**SELECTED TEXT**:
Start

Clause 7 of the agreement fixed a 12-month period for completion from the date the vacant land was handed over, with a further grace period of two months. After that, the builder was liable to pay Rs 10,000 per day as penalty for the delayed period. Clause 13 provided that if the builder breached the agreement, the earnest money and compensation amount would stand forfeited.
The builder paid Rs 45,00,000 out of the total Rs 64,00,000. The remaining Rs 19,00,000 was payable within fifteen days of laying the fourth slab, which never happened. Construction was abandoned in August 2011 after only the basement, stilt, and ground floors and a chajja had been built. The owners terminated the agreement on 11 November 2011.
The builder invoked the arbitration clause by notice dated 26 December 2011 and approached the Delhi High Court under Section 9 of the Arbitration and Conciliation Act, 1996. By order dated 21 September 2012, the High Court appointed a sole arbitrator.
Three Layers of Error: Arbitrator, Section 34 Court, Division Bench
The arbitrator passed an award on 21 October 2013. He found a clear breach by the builder and awarded penalty under Clause 7 at Rs 10,000 per day from 9 April 2011 to 8 April 2013, a period of two years, totalling Rs 72,00,000. On the builder's counter claim, the arbitrator accepted construction costs of Rs 36,92,400 and directed refund of the Rs 45,00,000 earnest money, reasoning that since damages were being awarded to the owners, forfeiture under Clause 13 would amount to penalising the builder twice. The net result was that the owners had to pay Rs 9,92,400 to the builder.
Only the builder challenged the award under Section 34. By order dated 15 April 2019, the Section 34 court upheld the award with modifications. It found that the commencement date for penalty should be 9 August 2011, when construction stopped, not 9 April 2011, and that the period should run only until October 2012, when the claim statement was filed, not for two years. This reduced the compensation payable to the owners.
Both sets of legal representatives then filed cross appeals under Section 37. The Division Bench of the Delhi High Court, by its judgment dated 27 September 2023, went further. It held that the Section 34 court had impermissibly substituted its own decision for the arbitrator's, which was beyond the scope of Section 34. On the merits, the Division Bench found that the owners had not adduced any evidence of actual damage suffered and had only relied on Clause 7. It also held that since the owners had terminated the agreement on 11 November 2011, before the stipulated period expired, they could not claim damages beyond that date. The Division Bench set aside the award of damages to the owners entirely, leaving only the builder's counter claim intact.

End

**ENTRIES SUPPLIED**:

Start

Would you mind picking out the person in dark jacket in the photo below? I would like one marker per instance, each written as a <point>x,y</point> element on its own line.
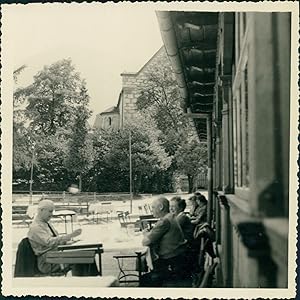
<point>199,215</point>
<point>177,207</point>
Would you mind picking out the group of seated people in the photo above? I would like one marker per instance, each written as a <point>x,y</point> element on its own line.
<point>173,243</point>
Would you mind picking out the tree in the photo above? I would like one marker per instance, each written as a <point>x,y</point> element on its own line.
<point>148,156</point>
<point>52,111</point>
<point>191,159</point>
<point>53,97</point>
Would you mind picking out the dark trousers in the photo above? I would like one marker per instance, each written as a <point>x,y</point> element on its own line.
<point>174,268</point>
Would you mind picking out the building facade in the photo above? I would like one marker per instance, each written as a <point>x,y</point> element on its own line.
<point>233,70</point>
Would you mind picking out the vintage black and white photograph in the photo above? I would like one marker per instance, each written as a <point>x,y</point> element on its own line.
<point>149,149</point>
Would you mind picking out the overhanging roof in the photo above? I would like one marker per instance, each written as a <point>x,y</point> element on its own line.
<point>190,39</point>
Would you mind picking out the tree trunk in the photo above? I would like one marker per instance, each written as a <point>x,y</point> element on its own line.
<point>191,181</point>
<point>80,182</point>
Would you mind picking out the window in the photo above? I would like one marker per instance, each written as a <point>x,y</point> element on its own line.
<point>240,106</point>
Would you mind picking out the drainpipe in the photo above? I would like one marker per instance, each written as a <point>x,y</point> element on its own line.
<point>169,39</point>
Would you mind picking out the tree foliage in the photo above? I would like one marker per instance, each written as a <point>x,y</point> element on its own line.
<point>53,112</point>
<point>53,97</point>
<point>191,159</point>
<point>160,99</point>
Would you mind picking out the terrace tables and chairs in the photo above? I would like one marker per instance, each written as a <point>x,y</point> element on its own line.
<point>55,282</point>
<point>99,208</point>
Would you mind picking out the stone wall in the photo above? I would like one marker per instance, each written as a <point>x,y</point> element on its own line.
<point>132,83</point>
<point>107,121</point>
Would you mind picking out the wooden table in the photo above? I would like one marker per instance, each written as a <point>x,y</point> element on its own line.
<point>77,253</point>
<point>90,282</point>
<point>146,222</point>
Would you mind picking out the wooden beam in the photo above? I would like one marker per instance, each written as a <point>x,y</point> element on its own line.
<point>196,115</point>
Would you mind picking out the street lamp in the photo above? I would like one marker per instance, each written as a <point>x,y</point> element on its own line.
<point>130,172</point>
<point>31,175</point>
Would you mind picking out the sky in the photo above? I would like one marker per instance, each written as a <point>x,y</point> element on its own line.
<point>102,40</point>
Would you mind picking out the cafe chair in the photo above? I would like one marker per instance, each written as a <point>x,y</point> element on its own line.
<point>131,268</point>
<point>124,219</point>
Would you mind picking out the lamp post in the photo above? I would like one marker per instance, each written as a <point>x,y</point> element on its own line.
<point>31,175</point>
<point>130,171</point>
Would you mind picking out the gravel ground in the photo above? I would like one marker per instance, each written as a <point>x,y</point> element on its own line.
<point>116,240</point>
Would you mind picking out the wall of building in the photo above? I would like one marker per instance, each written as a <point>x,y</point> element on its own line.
<point>251,205</point>
<point>107,121</point>
<point>132,82</point>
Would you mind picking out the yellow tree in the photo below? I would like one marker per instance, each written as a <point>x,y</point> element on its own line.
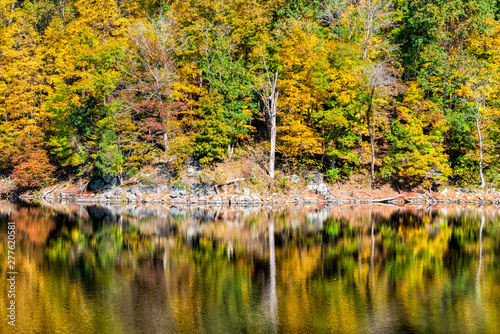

End

**OBJECTIVE**:
Answer these from the construction dispute text:
1. What daily penalty did Clause 7 set for delay?
2. On what date did the owners terminate the agreement?
3. On what date did the arbitrator pass the award?
The lines are separate material, apart from the construction dispute text.

**RESPONSE TO THE TASK**:
1. Rs 10,000 per day
2. 11 November 2011
3. 21 October 2013